- **Text excerpt**
%%
Consider now an overcharge on an important input for the franchisor or the supplier. First, this overcharge leads to lower profits in the relationship between the direct and indirect purchaser due to the standard increased cost effect. However, in addition to this effect, the incentive for the indirect purchaser to invest effort is also lower because of the reduced profit from the products of the direct purchaser. (For example, the indirect purchaser may reduce the window space devoted to these products or employ fewer people who can explain their functionality to customers.) This implies that there is an additional damage of the overcharge suffered by both the direct and indirect purchaser. This damage is particularly high if the pass-on is large, because it reduces the incentives of the indirect purchaser by a large amount. A general point here is that the effect of an overcharge need not be confined to the particular product but can also be substantial for complementary products, such as investment.6 Ignoring this effect can lead to an underestimation of the damage.

Slotting fees

Another prominent type of contract often imposed by big supermarket chains on suppliers of food products is a slotting fee.7 These fees are paid by the supplier to the retailer in exchange for shelf space.

For such a contract to be profitable for the supplier, a minimum amount of the quantity sold in the supermarket is necessary. The reason for this is that the slotting fee is a fixed payment, which implicitly leads to decreasing average costs for the supplier as output increases. If an infringer now puts an overcharge on an input used by the supplier, the supplier cannot reduce its quantity by a large amount, as this makes the selling of the product unprofitable. Therefore, the overcharge has almost no volume effect, and the only effect present will be the price increase. However, without a slotting fee, the direct purchaser would not be constrained in its response to the overcharge and would optimally adjust both its quantity and the price. As this is not possible, the damage is larger than it would be without any contractual restrictions.

Vertically merged firms

Another important problem for evaluating and quantifying the pass-on effects is that a direct purchaser may pass on the overcharge differently to different indirect purchasers. With contractual agreements, this may occur due to different efficiencies of indirect purchasers. However, if a direct purchaser is vertically merged with an indirect purchaser, such different passing-on can alter the competitive environment in the downstream market, which in turn affects the damage claims of different companies. For example, consider the situation in Figure 2.

Figure 2   Passing on the overcharge differently to different indirect purchasers

Source: Markus Reisinger.
%%
- **Raw records**
%%
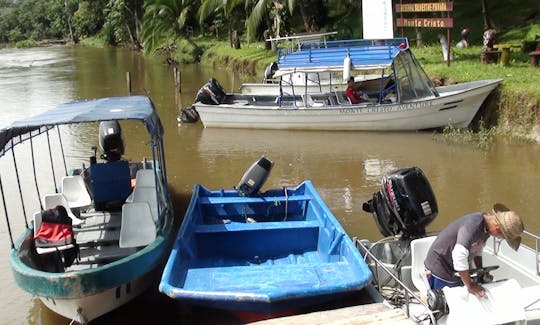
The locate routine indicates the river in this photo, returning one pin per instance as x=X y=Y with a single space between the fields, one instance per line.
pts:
x=346 y=167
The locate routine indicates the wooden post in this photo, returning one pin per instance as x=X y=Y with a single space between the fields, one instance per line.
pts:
x=177 y=80
x=449 y=46
x=128 y=80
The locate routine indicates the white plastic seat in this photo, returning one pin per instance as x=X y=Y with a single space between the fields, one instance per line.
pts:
x=419 y=249
x=52 y=200
x=75 y=191
x=148 y=195
x=309 y=102
x=46 y=250
x=138 y=228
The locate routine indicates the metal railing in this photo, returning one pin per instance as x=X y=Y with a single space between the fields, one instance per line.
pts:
x=408 y=292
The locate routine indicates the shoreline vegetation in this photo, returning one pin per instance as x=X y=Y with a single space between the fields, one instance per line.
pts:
x=230 y=35
x=512 y=110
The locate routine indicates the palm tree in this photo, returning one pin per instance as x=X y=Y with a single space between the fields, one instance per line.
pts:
x=163 y=20
x=227 y=8
x=261 y=12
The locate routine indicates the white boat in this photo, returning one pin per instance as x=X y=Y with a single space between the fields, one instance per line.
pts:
x=397 y=262
x=118 y=212
x=404 y=97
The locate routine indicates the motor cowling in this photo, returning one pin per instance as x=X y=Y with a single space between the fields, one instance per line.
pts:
x=404 y=205
x=255 y=177
x=211 y=93
x=110 y=140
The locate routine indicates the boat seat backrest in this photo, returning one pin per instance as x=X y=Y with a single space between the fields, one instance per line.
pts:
x=419 y=249
x=52 y=200
x=75 y=191
x=341 y=98
x=138 y=227
x=145 y=178
x=111 y=182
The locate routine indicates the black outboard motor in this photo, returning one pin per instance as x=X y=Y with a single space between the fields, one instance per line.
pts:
x=269 y=72
x=405 y=204
x=211 y=93
x=254 y=177
x=110 y=140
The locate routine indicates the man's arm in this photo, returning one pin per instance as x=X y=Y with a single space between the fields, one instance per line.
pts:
x=460 y=257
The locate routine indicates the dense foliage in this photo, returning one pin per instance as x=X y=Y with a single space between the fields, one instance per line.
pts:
x=158 y=25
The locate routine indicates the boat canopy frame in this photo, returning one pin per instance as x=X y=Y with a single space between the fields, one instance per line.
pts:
x=138 y=108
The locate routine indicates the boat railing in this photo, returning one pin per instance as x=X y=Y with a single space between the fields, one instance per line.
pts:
x=496 y=243
x=409 y=294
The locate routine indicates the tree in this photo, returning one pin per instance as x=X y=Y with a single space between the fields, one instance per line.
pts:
x=164 y=20
x=231 y=10
x=123 y=22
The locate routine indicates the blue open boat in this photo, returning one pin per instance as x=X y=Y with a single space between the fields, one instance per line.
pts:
x=281 y=249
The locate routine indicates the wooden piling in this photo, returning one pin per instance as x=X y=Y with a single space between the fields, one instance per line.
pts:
x=128 y=81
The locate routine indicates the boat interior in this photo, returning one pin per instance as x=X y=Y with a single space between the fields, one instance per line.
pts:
x=114 y=210
x=228 y=238
x=300 y=97
x=279 y=229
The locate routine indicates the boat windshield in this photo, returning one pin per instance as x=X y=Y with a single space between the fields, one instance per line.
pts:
x=412 y=81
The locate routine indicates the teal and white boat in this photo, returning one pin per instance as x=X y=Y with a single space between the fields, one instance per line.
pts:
x=120 y=211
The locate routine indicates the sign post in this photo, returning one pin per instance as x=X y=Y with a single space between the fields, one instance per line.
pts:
x=377 y=19
x=444 y=21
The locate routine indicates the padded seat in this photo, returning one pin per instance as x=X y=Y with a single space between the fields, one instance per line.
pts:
x=138 y=228
x=52 y=200
x=74 y=190
x=111 y=184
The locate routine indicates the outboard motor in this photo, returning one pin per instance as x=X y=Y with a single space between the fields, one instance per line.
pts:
x=269 y=72
x=254 y=177
x=405 y=204
x=110 y=140
x=211 y=93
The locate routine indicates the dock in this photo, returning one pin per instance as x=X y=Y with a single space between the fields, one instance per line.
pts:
x=376 y=313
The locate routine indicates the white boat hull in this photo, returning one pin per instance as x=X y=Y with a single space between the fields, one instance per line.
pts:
x=456 y=106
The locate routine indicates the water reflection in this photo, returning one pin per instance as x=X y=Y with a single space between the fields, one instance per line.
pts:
x=33 y=80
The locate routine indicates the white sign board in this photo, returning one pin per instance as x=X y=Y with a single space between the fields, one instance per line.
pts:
x=377 y=19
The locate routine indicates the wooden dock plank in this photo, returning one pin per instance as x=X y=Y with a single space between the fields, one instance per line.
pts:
x=376 y=313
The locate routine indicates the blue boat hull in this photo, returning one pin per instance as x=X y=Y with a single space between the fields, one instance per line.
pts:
x=279 y=251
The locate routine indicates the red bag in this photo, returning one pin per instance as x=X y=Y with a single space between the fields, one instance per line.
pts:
x=55 y=229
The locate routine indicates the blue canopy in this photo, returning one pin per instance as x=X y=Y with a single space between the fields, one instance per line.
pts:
x=364 y=54
x=95 y=110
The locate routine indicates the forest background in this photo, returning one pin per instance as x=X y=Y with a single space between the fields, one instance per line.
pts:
x=231 y=33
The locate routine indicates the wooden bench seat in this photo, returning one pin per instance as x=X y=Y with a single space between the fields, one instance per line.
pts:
x=236 y=199
x=237 y=226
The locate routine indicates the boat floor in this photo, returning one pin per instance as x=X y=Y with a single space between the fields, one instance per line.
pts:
x=263 y=278
x=98 y=240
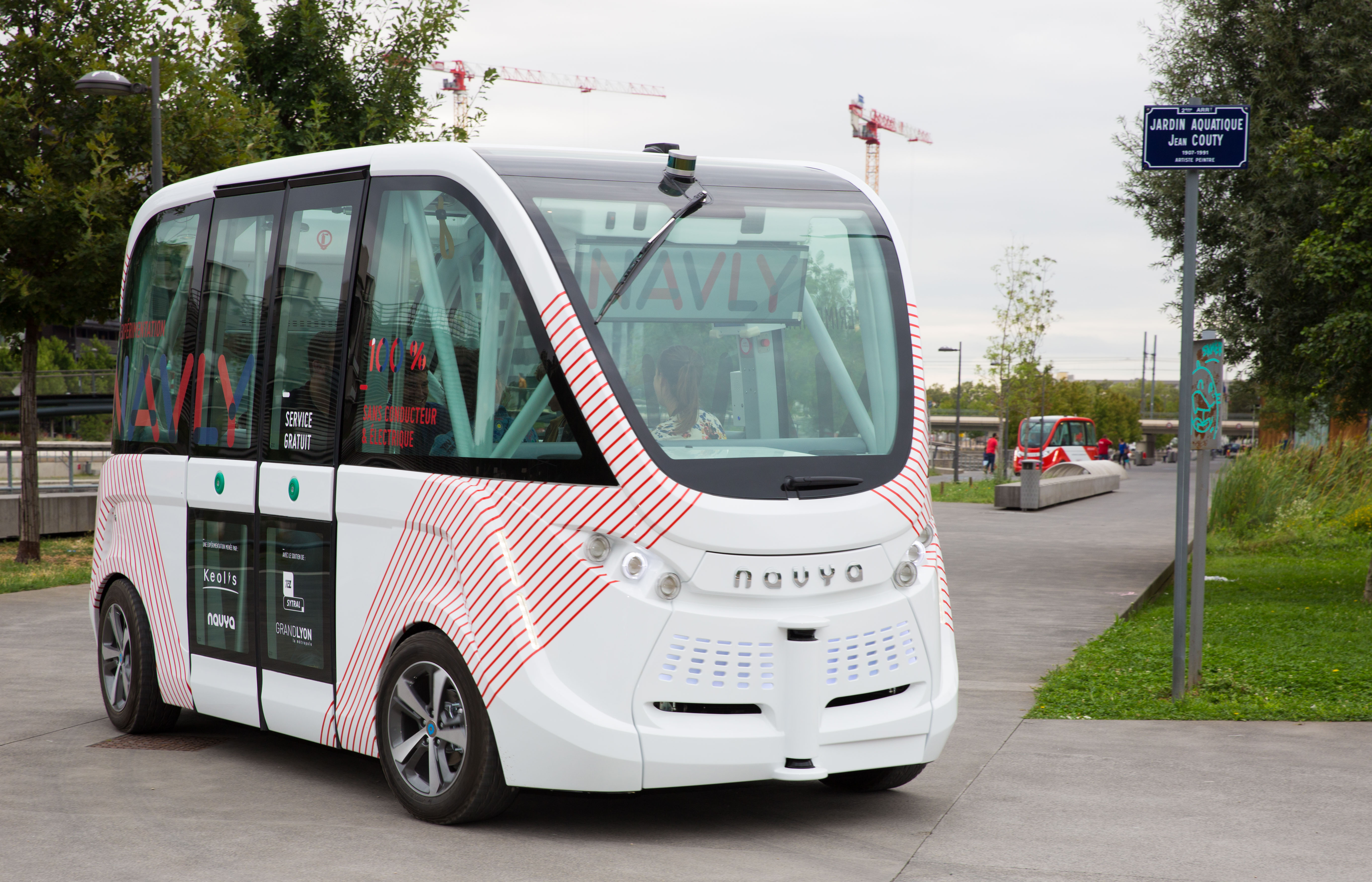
%%
Reproduce word for word the stretch of the overcharge text above from "Another important problem" up to and including "Source: Markus Reisinger.".

- **Task result**
Another important problem for evaluating and quantifying the pass-on effects is that a direct purchaser may pass on the overcharge differently to different indirect purchasers. With contractual agreements, this may occur due to different efficiencies of indirect purchasers. However, if a direct purchaser is vertically merged with an indirect purchaser, such different passing-on can alter the competitive environment in the downstream market, which in turn affects the damage claims of different companies. For example, consider the situation in Figure 2.

Figure 2   Passing on the overcharge differently to different indirect purchasers

Source: Markus Reisinger.